*Task details*. Please set down the data word for word; images do not go in the copy.
----- Data for this task -----
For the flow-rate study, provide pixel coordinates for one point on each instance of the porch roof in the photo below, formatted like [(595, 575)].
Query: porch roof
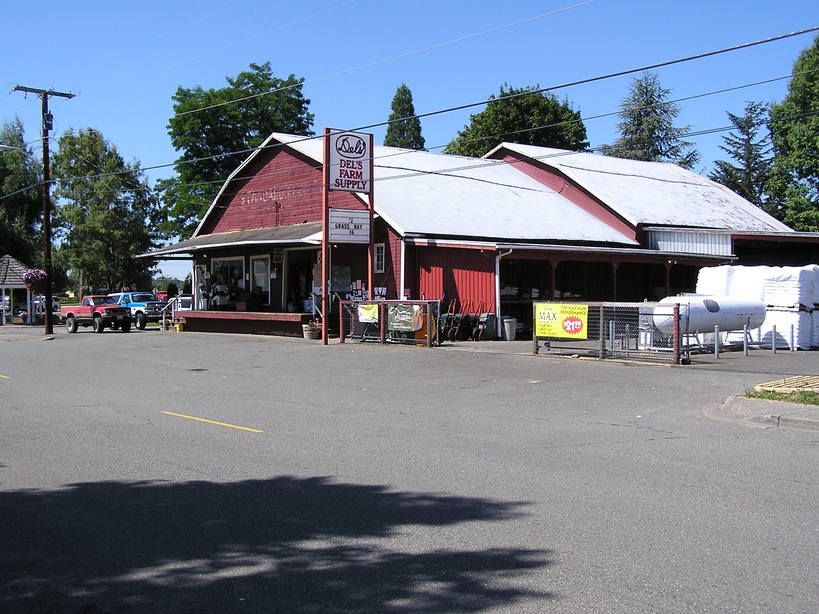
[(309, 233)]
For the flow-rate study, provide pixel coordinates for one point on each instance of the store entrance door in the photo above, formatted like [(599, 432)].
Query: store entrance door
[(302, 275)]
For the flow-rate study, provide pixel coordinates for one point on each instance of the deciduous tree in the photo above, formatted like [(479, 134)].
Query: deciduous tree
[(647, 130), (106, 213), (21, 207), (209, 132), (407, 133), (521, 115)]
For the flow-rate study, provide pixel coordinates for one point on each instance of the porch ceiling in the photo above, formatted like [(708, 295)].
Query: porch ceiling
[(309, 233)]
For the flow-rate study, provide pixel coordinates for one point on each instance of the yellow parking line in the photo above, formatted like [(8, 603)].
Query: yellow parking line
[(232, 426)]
-----
*Answer to this exercise*.
For the flow-rate study, provide pixel coordinates for one point on each instance of the porch roof in the photo below, formatted like [(595, 575)].
Query: porch roof
[(309, 233)]
For the flow-rate study, provide pixel coordinates for one point on each instance of the store entrance door in the photo above, formatted like [(599, 432)].
Query: store entrance door
[(302, 275)]
For the flow-rate study, provide pixel coordinates for one point on each instance of the deciduous tree in the photo above, formatted like [(479, 134)].
Query: deciduous tree
[(647, 130), (106, 213), (21, 207), (209, 132), (407, 133), (521, 115)]
For the flow-rate study, provide pixel coordinates for one point on each instance of the porch ceiling in the photo above, formatted like [(708, 295)].
Query: porch ceiling
[(309, 233)]
For the flow-rate study, provide pixel coordinates for one point on each instance of the yellow parking line in the photo above, formatted like [(8, 603)].
Query: yellow parking line
[(232, 426)]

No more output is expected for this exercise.